§ **What is required**:
Within the material below, how many lines include the word "silver"? Only the number should be given.

= = = = = = =

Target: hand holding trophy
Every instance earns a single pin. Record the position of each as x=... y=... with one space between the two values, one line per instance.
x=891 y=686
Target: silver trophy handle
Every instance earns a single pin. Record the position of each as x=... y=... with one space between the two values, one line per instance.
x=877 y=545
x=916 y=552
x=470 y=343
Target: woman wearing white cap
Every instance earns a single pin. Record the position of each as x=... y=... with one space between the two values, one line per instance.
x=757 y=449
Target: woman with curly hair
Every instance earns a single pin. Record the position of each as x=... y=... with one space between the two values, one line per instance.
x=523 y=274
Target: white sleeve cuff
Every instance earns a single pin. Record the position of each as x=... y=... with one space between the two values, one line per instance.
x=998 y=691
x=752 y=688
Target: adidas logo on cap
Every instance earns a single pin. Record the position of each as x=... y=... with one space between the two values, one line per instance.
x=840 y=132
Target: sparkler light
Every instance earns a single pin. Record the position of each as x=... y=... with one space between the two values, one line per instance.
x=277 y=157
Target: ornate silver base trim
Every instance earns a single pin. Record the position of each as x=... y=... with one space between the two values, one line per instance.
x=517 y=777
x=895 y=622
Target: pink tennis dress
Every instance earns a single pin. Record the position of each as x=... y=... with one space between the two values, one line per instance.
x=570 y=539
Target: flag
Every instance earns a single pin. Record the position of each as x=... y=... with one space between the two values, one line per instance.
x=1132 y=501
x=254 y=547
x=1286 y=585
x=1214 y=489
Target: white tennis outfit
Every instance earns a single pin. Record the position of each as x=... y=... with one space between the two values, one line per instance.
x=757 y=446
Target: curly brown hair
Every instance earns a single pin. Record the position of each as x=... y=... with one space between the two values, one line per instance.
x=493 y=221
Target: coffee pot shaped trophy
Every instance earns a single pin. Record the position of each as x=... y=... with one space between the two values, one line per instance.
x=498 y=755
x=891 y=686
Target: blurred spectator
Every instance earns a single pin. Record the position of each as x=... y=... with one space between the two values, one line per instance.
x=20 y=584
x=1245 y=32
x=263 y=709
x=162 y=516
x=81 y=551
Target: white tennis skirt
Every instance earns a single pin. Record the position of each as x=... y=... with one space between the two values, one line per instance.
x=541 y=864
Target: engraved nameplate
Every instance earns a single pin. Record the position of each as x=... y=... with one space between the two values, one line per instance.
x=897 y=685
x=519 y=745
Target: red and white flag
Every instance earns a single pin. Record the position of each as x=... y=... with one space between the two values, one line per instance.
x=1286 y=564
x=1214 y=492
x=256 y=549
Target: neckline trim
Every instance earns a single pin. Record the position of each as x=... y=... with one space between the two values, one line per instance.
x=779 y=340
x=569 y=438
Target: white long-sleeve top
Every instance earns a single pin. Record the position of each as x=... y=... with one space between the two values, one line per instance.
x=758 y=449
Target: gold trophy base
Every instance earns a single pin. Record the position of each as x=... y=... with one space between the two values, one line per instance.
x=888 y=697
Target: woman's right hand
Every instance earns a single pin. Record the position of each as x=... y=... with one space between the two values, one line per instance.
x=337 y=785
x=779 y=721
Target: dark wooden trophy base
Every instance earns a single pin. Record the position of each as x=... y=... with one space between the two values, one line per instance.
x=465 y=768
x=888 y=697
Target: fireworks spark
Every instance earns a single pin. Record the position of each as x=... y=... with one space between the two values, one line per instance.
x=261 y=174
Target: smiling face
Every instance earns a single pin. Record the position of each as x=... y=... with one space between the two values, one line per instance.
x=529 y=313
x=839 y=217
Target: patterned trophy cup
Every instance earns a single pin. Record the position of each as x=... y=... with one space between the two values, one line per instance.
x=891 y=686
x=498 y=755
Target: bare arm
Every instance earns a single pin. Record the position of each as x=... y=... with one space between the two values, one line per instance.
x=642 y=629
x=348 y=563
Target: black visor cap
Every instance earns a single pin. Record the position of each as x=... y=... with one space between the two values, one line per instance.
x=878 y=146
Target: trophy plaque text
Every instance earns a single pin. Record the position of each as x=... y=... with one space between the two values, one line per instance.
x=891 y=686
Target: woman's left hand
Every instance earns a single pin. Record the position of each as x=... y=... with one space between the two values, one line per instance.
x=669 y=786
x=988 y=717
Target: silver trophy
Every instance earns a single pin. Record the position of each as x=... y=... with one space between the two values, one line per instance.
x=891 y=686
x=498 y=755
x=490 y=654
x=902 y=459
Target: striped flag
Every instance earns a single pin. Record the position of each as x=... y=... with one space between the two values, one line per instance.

= = = = = = =

§ **Written answer**:
3